● DO THIS
Reproduce word for word the passage of the court excerpt below that lies between "1. General principles" and "C.A.), at p. 347.", inclusive.
Begin EXCERPT PROVIDED
Here the court considers the issue of inadequacy of trial judge's assistance to a self-presenting defendant:C. Issues and analysis
[15] The primary issue on appeal is whether the appellant, as a self-represented accused, received a fair trial. The appellant alleges the trial judge failed to provide him with adequate assistance. The appellant also alleges that the trial judge erred by not appointing amicus to assist him throughout the trial.[3]
[16] Given that the appellant was self-represented, the trial judge had an obligation to provide him with reasonable assistance. Looking at the conduct of the trial as a whole, I find that the trial judge failed to do so and that the trial was accordingly unfair. I start with a general discussion of a trial judge’s obligation to assist a self-represented accused in a criminal proceeding. I then review what occurred in this case, leading to my conclusion that the trial was unfair. I conclude by briefly addressing the issue of amicus.
1. General principles regarding the conduct of a trial with a self-represented accused
[17] When an accused is self-represented, the trial judge has an obligation to ensure that the trial is fair and respects the accused’s fundamental rights: R. v. Richards, 2017 ONCA 424, 349 C.C.C. (3d) 284, at para. 110; R. v. Kahsai, 2023 SCC 20, 483 D.L.R. (4th) 199, at para. 54. This requires the trial judge to provide reasonable assistance to the accused and to guide the accused throughout the trial so that the “defence is brought out with its full force and effect”: R. v. McGibbon (1988), 1988 CanLII 149 (ON CA), 45 C.C.C. (3d) 334 (Ont. C.A.), at p. 347.
End EXCERPT PROVIDED
Begin EXCERPTED RECORDS
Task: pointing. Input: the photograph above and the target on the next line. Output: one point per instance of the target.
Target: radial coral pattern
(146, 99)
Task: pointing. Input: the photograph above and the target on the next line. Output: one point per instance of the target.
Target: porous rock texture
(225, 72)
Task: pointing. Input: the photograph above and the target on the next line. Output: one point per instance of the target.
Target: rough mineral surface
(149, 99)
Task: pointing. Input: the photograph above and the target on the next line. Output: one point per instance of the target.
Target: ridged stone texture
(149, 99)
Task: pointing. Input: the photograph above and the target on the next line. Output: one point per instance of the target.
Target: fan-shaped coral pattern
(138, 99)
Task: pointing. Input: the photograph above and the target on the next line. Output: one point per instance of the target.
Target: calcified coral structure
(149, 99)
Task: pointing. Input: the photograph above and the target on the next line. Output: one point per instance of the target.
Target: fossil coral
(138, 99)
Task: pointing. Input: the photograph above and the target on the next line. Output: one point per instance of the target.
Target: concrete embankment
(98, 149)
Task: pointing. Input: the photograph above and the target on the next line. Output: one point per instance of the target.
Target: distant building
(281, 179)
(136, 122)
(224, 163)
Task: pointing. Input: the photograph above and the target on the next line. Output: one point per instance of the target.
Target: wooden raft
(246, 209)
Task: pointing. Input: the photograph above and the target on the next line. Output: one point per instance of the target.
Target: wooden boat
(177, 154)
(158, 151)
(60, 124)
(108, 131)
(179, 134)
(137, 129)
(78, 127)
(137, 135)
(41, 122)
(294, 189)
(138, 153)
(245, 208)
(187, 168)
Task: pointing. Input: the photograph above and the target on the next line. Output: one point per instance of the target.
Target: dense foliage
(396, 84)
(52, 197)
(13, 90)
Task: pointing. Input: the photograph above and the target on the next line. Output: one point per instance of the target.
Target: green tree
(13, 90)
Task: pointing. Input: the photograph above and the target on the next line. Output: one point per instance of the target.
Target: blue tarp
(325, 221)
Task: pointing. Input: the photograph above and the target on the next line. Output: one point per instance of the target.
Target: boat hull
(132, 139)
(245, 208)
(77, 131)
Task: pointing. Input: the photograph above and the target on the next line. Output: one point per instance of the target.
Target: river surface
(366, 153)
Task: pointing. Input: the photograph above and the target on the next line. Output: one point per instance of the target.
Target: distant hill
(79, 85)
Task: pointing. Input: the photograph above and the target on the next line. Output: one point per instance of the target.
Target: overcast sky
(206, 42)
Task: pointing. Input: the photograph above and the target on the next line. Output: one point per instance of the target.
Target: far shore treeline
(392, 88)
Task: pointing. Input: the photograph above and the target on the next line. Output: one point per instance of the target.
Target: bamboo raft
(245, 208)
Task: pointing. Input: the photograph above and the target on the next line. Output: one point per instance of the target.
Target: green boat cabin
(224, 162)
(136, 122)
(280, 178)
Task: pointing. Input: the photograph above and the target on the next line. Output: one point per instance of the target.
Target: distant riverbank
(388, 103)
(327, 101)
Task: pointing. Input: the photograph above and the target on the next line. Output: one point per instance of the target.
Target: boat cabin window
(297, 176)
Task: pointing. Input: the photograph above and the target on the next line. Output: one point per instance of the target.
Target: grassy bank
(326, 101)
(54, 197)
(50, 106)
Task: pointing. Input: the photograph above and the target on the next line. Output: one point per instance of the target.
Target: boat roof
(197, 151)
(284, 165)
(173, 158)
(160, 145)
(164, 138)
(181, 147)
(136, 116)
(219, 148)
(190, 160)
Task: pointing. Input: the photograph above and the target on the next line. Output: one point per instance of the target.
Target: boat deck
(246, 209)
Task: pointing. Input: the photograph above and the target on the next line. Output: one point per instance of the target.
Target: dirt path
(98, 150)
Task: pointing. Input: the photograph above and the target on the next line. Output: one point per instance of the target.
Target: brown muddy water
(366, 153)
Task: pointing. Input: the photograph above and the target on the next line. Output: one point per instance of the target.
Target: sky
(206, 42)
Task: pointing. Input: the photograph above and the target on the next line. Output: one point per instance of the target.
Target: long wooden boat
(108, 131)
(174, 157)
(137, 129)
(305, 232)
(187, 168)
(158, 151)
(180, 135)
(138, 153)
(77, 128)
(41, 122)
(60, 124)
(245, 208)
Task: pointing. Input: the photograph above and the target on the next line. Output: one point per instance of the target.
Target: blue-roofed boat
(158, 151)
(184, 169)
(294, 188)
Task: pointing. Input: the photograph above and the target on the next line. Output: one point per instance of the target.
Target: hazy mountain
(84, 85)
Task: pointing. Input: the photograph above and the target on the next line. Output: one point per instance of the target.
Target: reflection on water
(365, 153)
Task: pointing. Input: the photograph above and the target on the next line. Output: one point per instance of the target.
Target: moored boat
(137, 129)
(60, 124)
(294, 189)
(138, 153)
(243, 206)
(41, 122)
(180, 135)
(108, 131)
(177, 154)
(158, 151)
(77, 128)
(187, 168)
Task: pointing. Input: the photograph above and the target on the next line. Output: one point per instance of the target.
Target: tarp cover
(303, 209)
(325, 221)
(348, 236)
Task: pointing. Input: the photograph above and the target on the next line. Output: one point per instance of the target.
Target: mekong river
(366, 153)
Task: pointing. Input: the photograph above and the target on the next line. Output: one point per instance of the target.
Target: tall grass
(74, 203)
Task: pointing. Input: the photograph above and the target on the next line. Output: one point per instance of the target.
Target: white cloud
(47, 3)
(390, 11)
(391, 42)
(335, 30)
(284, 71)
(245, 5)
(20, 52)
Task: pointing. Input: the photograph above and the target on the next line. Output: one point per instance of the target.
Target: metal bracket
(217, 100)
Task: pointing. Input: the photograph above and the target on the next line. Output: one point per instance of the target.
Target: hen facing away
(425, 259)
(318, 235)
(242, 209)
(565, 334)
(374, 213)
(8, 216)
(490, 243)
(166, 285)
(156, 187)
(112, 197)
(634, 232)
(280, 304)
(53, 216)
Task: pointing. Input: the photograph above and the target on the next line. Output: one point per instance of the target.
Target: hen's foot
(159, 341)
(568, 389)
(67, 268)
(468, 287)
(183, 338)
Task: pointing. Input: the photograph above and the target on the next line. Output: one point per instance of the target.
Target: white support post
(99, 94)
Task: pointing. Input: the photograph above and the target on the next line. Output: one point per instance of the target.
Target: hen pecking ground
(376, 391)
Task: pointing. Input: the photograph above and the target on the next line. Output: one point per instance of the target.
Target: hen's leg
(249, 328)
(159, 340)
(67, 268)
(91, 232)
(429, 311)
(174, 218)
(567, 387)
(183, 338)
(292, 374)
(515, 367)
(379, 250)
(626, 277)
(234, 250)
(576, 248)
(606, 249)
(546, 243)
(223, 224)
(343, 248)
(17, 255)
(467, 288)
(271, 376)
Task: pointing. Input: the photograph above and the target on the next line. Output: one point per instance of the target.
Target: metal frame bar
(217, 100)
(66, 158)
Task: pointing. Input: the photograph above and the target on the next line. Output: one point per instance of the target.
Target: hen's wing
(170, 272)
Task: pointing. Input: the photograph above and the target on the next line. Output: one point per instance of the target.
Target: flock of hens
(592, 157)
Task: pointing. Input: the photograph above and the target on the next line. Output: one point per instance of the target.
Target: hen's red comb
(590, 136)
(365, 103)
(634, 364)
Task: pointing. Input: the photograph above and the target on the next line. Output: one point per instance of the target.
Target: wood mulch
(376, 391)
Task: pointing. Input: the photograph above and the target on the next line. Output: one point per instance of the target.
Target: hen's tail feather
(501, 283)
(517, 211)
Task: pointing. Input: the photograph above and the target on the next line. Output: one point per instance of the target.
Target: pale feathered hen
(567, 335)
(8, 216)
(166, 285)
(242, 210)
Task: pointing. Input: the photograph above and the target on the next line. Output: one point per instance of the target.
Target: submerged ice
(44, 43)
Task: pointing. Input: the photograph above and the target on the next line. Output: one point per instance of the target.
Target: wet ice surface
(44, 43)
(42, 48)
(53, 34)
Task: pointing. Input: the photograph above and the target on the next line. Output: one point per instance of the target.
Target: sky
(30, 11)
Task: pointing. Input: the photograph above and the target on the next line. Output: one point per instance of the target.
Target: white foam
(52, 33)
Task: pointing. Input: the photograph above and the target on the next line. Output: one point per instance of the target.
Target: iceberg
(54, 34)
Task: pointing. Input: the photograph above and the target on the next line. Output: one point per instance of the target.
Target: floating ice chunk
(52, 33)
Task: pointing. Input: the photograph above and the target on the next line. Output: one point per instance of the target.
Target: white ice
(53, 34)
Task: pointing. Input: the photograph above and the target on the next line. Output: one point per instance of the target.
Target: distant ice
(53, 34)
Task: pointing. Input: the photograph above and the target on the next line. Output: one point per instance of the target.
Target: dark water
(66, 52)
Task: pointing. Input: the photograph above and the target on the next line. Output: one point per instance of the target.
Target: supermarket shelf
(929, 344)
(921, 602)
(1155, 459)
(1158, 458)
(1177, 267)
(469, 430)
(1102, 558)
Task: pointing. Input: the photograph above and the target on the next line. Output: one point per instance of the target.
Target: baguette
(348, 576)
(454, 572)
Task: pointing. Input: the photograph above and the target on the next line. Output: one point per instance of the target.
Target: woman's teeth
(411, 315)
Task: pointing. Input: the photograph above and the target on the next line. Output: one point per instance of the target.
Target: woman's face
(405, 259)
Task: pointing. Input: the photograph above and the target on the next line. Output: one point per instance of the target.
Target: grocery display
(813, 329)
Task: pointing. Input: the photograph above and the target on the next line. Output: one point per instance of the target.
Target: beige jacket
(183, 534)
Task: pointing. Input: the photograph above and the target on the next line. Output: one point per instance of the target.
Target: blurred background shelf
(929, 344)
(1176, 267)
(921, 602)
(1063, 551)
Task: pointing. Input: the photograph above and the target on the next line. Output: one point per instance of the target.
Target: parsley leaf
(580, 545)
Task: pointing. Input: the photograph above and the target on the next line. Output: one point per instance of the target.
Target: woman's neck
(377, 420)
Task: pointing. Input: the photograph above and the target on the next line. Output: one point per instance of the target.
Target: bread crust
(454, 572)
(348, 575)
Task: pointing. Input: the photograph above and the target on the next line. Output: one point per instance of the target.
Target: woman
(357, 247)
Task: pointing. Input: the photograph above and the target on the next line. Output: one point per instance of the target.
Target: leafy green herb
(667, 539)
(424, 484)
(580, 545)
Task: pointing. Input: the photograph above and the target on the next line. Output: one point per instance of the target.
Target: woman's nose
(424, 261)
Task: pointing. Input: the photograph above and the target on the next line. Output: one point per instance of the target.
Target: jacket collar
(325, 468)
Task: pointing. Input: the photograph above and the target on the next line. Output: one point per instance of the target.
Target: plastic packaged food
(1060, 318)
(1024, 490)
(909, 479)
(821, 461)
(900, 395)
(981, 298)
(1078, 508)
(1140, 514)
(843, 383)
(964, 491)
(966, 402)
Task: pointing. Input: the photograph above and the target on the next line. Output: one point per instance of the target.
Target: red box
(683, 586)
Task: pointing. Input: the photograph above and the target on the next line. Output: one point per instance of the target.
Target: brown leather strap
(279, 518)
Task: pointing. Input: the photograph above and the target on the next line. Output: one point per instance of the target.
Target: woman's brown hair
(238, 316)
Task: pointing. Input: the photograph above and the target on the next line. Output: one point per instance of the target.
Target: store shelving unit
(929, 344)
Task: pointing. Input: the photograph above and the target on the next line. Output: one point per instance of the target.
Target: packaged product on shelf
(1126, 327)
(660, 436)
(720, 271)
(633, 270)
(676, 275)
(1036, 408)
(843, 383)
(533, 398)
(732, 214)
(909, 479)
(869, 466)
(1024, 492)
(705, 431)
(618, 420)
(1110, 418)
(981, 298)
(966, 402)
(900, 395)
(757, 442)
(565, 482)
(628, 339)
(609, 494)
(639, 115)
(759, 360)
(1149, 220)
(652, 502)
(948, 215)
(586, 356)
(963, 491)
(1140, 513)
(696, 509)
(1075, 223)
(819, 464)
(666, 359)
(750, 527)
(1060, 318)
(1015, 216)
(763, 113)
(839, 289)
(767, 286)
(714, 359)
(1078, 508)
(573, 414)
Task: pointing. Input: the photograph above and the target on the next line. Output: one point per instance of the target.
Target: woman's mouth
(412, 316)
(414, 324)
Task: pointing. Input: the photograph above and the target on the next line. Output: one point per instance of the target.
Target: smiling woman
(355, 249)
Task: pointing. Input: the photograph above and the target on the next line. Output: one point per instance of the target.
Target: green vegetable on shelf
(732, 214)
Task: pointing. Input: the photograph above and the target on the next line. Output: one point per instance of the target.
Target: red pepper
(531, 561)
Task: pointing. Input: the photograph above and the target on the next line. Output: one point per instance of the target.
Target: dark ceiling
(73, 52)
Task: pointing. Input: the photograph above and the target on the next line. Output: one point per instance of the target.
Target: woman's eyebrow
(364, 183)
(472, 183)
End EXCERPTED RECORDS
● WRITTEN RESPONSE
1. General principles regarding the conduct of a trial with a self-represented accused
[17] When an accused is self-represented, the trial judge has an obligation to ensure that the trial is fair and respects the accused’s fundamental rights: R. v. Richards, 2017 ONCA 424, 349 C.C.C. (3d) 284, at para. 110; R. v. Kahsai, 2023 SCC 20, 483 D.L.R. (4th) 199, at para. 54. This requires the trial judge to provide reasonable assistance to the accused and to guide the accused throughout the trial so that the “defence is brought out with its full force and effect”: R. v. McGibbon (1988), 1988 CanLII 149 (ON CA), 45 C.C.C. (3d) 334 (Ont. C.A.), at p. 347.